• _Task goal_:
Could you print all of the rows below verbatim, from the first line to the last?
===============
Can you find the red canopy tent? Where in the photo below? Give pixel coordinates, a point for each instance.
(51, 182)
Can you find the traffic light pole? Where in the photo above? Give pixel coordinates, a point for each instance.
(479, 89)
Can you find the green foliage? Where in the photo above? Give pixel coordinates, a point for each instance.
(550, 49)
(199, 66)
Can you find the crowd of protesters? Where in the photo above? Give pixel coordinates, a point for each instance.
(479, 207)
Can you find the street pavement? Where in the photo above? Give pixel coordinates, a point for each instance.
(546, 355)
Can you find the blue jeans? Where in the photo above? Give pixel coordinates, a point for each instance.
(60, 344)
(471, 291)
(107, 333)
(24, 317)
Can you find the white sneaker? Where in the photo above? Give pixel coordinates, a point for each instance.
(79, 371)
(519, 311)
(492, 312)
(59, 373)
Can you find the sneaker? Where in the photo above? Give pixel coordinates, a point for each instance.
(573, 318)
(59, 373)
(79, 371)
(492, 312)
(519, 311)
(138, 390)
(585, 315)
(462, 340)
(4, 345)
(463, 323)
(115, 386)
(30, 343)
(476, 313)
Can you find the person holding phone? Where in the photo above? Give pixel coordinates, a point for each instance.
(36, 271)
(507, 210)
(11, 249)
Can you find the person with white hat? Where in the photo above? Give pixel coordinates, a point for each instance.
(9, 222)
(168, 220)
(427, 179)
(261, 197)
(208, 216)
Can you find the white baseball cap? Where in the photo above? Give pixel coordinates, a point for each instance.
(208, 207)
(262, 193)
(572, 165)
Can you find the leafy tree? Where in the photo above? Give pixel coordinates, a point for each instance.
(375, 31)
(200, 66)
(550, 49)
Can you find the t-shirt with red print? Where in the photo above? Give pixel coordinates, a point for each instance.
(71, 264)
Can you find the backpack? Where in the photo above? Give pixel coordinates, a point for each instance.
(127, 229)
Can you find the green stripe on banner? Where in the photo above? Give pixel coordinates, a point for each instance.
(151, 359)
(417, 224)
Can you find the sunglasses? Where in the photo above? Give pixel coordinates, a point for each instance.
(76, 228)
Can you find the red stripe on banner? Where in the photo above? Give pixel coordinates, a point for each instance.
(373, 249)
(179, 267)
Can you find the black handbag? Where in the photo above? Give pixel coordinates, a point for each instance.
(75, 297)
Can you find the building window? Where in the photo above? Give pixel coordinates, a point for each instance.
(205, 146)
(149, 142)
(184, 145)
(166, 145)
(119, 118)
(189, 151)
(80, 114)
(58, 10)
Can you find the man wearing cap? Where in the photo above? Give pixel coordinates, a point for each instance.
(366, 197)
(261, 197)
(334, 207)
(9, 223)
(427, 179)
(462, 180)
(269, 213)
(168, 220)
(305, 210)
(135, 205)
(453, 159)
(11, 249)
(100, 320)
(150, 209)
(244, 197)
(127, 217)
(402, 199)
===============
• _Written answer_:
Can you find the red canopy tent? Where in the photo below? Give pixel coordinates, a point for each instance.
(51, 182)
Can you find the traffic light pole? Where in the photo above? Give pixel coordinates, a point for each instance.
(479, 89)
Can you find the green foliage? Where in the photo above? Give pixel coordinates, a point for each instance.
(550, 49)
(199, 66)
Can you find the crowd of protesters? Where in the photo above? Give pixel coordinates, a point for each instance.
(479, 207)
Can you find the street pavement? Where in the photo above? Give pixel coordinates, a point for each instance.
(546, 355)
Can you find the blue jeans? Where in the photo above? Give pixel coordinates, a point for each instance.
(60, 344)
(471, 291)
(107, 333)
(24, 317)
Can you find the white sneaker? Where in the photo above? Give pixel coordinates, a point for each instance.
(79, 371)
(519, 311)
(492, 312)
(59, 373)
Can you find the sneaker? Where in the photo above? Give pixel coordinates, a point for each instance.
(573, 318)
(59, 373)
(79, 371)
(492, 312)
(519, 311)
(138, 390)
(585, 315)
(462, 340)
(4, 345)
(463, 323)
(115, 386)
(30, 343)
(476, 313)
Can you find the person holding phone? Where in the photo above? Give pixel coordinates, a point for each instance.
(36, 271)
(507, 210)
(11, 249)
Can you find the person with white hat? Where in the photo above? Give pixel coordinates, a point for each instance.
(9, 222)
(168, 220)
(427, 179)
(261, 197)
(208, 216)
Can you find the white baseball cap? Where in the photo above? Give pixel coordinates, a point for each instance.
(208, 207)
(262, 193)
(572, 165)
Can you find the leafy tree? Where in the photo above? Give pixel coordinates, a point for each instance.
(375, 31)
(200, 66)
(550, 49)
Can you find the t-shirt with red print? Where in the photo above? Give pixel coordinates, a point for each instance.
(71, 264)
Can you find the backpack? Where in the photo above? Give pixel coordinates, a point for each instance.
(127, 229)
Can you find the green stripe on banner? Where in the photo above? Give pixel coordinates, a point for each instance.
(151, 359)
(417, 224)
Can you find the sunglasses? Where in the photo above? Give pixel coordinates, a point for each instance.
(76, 228)
Can you find the red stripe on banner? Where in the photo above? Give pixel coordinates, a point for each instance.
(373, 249)
(179, 267)
Can you find the black handbag? Where in the photo above? Give pixel coordinates, a point for each instance.
(75, 297)
Can you find the building window? Where in the photo above? Give pixel coordinates, a point for each instance.
(205, 146)
(149, 142)
(184, 145)
(166, 145)
(119, 118)
(189, 151)
(80, 114)
(58, 10)
Can you find the man wearing cap? Where in the photo above? Give pixel coordinates, a point for each instance.
(366, 197)
(261, 197)
(334, 207)
(9, 223)
(427, 179)
(462, 180)
(269, 213)
(168, 220)
(305, 210)
(135, 205)
(453, 159)
(11, 249)
(100, 320)
(150, 209)
(244, 197)
(127, 217)
(402, 199)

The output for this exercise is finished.